MBG has also manages to replicate Croteam’s strange sense of humor. As a developer in central Europe, Croteam’s humor has always been just a little left of normal for American gamers and this is part of what makes it so off-the-wall and funny. MBG does this through surprisingly clever dialogue between Sam and his trusty computer implant Netricsa. At one point Nettie warns that kamikazes are up ahead, and Sam quips that it’s a good thing he brought their only weakness: bullets. Unfortunately the short conversations between the enemy general and his minions tend to fall flat.
Thankfully MBG has worked Croteam’s more subtle winks and nods into DD’s secrets. Not only has MBG successfully imitated Croteam’s penchant for hiding weapons, ammo and oddball items in hard-to-reach places, they’ve done it in 2D and made it just as funny. Early on I found a secret cave that contained a large health item, but instead of the usual giant red heart it was a massive Boston crème. As soon as I picked it up I also received the secret donut-eating achievement.
My only real issues with DD are with its presentation, and its other new gameplay element. In addition to the gun stacker, Sam can also launch a jump pad that adheres to any surface, including dead enemies. This pad essentially doubles his jump height when he bounces off of it but it can be a bit difficult to place control. I can understand that MBG wanted to do more than just give Sam a double jump; the pad lets you do cool things like wall-jump by quickly sticking it to the sides of a vertical shaft or even bounce off piles of monster corpses. It just feels like the jump pad could’ve used a bit more playtesting.
DD’s graphics are an interesting conundrum. At first blush they look like something hastily animated in flash; the character movements are somewhat jerky and for the most part the backgrounds are static, and on the whole it’s animated like something you’d find on Newgrounds. That said, the art is excellent. All of Sam’s weapons and enemies have been re-imagined in a vivid digital paintbrush style, and this translates over to the levels as well.
While DD apparently starts off in the same old ancient Egypt setting, Sam later time-travels to deadly crystal-filled cavers and the Jurassic period, among other exotic and original locales. One particularly gruesome level is comprised almost entirely of some creature’s massive, eviscerated carcass. You’ll be platforming across enormous chunks of dripping meat and bone, only to have swarms of parasitic worms burst from the corpse and charge you.
For the most part I also enjoyed DD’s audio presentation, but probably because the majority of it is lifted straight from the old Sam games. All of the enemies and guns sound exactly the same as you remember, and while Sam doesn’t have any spoken dialogue his grunts, laughs and pain sounds will also be familiar to any fan of the series. I do admit to being a bit disappointed by the music; it serves its purpose well enough but consists mostly of generic, driving guitar riffs. I found myself getting into the action more on the rare occasions that MBG inserted a track or two from the original games.
Serious Sam Double D is far from a perfect or even excessively polished experience, but then again it doesn’t need to be. When scoring games I place a heavy emphasis on value, and at only $8 on Steam, Double D is one of the best indie deals you’ll find on the platform. What DD lacks in overall polish it more than makes up for in sheer quantity of gameplay and raw, guilty pleasure fun. It’s a no frills, no pretense, old-fashioned good time at a budget price: exactly what the original Serious Sam was when it came out a decade ago. In that respect, Double D is carrying on the Sam tradition admirably.
---+---
◆ **Problems to solve**
A. Answer these questions about the review of Serious Sam Double D:
(i) What is the name of Sam's computer implant?
(ii) What did the large health item in the secret cave turn out to be?
(iii) What does Double D cost on Steam?
B. Take the review of Serious Sam Double D starting at "MBG has also" and ending at "to fall flat.", and write it out again with "bullets" replaced by "rockets".
The saved lines play no part in this exercise.

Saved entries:
---+---
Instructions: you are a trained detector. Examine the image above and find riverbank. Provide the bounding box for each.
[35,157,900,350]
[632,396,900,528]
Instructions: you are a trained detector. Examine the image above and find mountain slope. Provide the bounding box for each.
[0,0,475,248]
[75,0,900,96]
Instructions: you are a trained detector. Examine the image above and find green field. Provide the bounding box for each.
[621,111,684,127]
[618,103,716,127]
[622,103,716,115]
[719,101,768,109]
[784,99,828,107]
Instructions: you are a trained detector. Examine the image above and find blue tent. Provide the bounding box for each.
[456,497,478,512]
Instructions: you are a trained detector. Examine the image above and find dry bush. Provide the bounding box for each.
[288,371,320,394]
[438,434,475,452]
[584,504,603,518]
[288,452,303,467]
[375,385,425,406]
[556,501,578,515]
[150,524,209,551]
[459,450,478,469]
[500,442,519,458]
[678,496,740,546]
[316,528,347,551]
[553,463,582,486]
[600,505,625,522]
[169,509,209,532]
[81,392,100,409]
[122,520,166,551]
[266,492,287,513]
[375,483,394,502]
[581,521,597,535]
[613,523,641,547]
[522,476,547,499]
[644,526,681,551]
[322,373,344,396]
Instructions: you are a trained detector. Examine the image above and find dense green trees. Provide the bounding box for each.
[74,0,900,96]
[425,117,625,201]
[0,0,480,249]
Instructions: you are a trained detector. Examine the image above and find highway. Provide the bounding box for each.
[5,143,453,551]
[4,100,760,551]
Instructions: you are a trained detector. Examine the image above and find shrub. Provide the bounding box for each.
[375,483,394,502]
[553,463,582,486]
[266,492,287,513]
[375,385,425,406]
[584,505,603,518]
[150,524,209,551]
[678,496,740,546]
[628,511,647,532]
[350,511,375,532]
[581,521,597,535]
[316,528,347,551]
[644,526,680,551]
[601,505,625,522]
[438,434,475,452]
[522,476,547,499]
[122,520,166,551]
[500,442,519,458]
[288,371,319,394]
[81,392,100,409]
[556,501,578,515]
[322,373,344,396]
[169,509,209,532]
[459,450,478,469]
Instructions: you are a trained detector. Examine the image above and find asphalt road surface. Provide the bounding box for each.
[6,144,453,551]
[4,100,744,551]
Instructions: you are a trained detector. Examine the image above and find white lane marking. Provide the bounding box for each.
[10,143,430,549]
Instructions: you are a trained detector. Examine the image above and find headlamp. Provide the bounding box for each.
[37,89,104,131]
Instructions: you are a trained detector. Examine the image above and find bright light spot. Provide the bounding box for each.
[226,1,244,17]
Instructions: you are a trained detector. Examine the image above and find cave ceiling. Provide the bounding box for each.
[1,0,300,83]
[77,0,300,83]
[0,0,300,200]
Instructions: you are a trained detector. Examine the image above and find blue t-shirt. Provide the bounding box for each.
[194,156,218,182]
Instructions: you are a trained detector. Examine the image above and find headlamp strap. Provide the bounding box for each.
---+---
◆ **Numbered answers**
A.
(i) Netricsa
(ii) A massive Boston crème
(iii) $8

B.
MBG has also manages to replicate Croteam’s strange sense of humor. As a developer in central Europe, Croteam’s humor has always been just a little left of normal for American gamers and this is part of what makes it so off-the-wall and funny. MBG does this through surprisingly clever dialogue between Sam and his trusty computer implant Netricsa. At one point Nettie warns that kamikazes are up ahead, and Sam quips that it’s a good thing he brought their only weakness: rockets. Unfortunately the short conversations between the enemy general and his minions tend to fall flat.